Work task – Continue the passage about the Sorrell v. IMS Health oral argument from where it ends, ignoring the items that follow it.
─── Selected text ───
It is worth noting, however, that federal courts can and do point out when lawyering displeases them. This is a phenomenon with which Assistant Attorney General Asay is familiar in the wake of her oral argument before the U.S. Supreme Court last year in Sorrell v. IMS Health, Inc. This is one of the three “trips to the legal big leagues” to which my colleague Pat was referring. (The other is Randall v. Sorrell, the U.S. Supreme Court ruling that struck down Vermont’s campaign finance law in 2006.)
At issue in Sorrell v. IMS was the Vermont “prescription confidentiality” law, which prohibited pharmacies from selling to drug companies information about which medications individual Vermont doctors were prescribing for their patients. At oral argument, Justice Alito asked Asay whether the statute precluded the selling of prescription data for any purpose, as opposed to banning the sale of such data only for the purpose of helping drug companies market their products to doctors.
The Solicitor General had advanced this broader view of the statute on behalf of the Obama Administration. If correct, the interpretation would have made the state law seem more benign from a First Amendment perspective as a neutral attempt to protect patient privacy as opposed to an effort to restrict commercial speech. But when Asay told Justice Alito she agreed with the Solicitor General, not one but three justices (Alito, Kennedy and Scalia) leapt down her throat for having taken a position inconsistent with the one she and her colleagues had advanced in the lower courts. They seemed especially annoyed when she told them the state essentially let the U.S. Court of Appeals for the Second Circuit reach that conclusion without agreeing or disagreeing with it.
─── Excerpted records ───
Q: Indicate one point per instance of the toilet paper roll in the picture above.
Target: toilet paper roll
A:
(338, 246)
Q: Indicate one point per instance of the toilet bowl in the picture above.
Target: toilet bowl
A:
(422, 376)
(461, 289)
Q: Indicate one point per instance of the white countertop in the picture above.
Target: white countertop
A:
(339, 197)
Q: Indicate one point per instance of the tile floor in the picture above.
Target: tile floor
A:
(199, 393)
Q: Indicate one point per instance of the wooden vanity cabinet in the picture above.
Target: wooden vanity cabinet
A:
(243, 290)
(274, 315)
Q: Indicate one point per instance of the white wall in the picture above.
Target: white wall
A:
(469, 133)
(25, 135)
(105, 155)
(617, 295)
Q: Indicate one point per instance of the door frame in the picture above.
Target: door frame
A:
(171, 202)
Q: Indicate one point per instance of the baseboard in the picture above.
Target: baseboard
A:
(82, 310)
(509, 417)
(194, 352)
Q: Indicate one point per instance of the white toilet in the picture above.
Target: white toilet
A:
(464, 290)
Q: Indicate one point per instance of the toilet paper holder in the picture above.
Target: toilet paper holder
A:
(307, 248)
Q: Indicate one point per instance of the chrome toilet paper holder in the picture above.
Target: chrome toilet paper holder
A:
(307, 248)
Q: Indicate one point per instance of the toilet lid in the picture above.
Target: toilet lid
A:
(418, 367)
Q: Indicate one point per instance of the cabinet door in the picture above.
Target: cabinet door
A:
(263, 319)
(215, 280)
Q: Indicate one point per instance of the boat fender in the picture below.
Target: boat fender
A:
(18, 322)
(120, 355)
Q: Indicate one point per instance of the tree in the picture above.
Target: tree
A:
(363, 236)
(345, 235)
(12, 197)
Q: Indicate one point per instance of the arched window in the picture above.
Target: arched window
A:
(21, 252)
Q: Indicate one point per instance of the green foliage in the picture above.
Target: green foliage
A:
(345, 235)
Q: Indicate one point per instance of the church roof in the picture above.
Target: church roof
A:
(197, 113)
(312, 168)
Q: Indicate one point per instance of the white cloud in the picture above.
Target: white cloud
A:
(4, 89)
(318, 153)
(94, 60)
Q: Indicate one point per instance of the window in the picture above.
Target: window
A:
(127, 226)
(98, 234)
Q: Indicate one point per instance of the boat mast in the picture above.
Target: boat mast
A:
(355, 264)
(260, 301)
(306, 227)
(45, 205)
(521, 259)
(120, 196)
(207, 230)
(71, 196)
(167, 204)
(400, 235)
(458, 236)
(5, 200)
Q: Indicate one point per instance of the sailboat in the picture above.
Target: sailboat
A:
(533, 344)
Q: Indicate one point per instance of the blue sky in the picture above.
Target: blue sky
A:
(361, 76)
───
Exercise answer –
“Could you please answer yes or no?,” Justice Alito barked at Asay. “If you’re changing your position, you’re changing your position. It seems to me this is an important point. And if the Second Circuit based its decision on a misunderstanding of Vermont’s interpretation of its own statute, I would think you would at least bring that out in a petition for rehearing [submitted to that Court].”
All of this would be mere professional gossip had Justice Kennedy not made a point of complaining about Asay’s oral argument pirouette in his opinion striking down the Vermont statute on First Amendment grounds. Kennedy wrote that both the drug companies and the lower courts “were entitled to rely on the State’s plausible interpretation of the law it is charged with enforcing. For the State to change its position is particularly troubling in a First Amendment case, where plaintiffs have a special interest in obtaining a prompt adjudication of their rights, despite potential ambiguities of state law.”
This is not a page from the U.S. Reports that either Asay or Sorrell will be showing their grandchildren. But for present purposes it suffices to say that Judge Murtha had no such complaint about the quality of the advocacy in the Vermont Yankee case.
Thus, if you are among those who hope Vermont Yankee will be forced to close by virtue of state law, you should stop complaining about the lawyers who are making your case for you. Judge Murtha’s decision means we are now, roughly, finished with the first five innings. When Sorrell files his notice of appeal – and, surely, he will – the remaining innings will be played before the U.S. Court of Appeals in New York and, possibly, the U.S. Supreme Court. Blame a bad statute, and not bad lawyering, if Entergy’s victory truly holds up.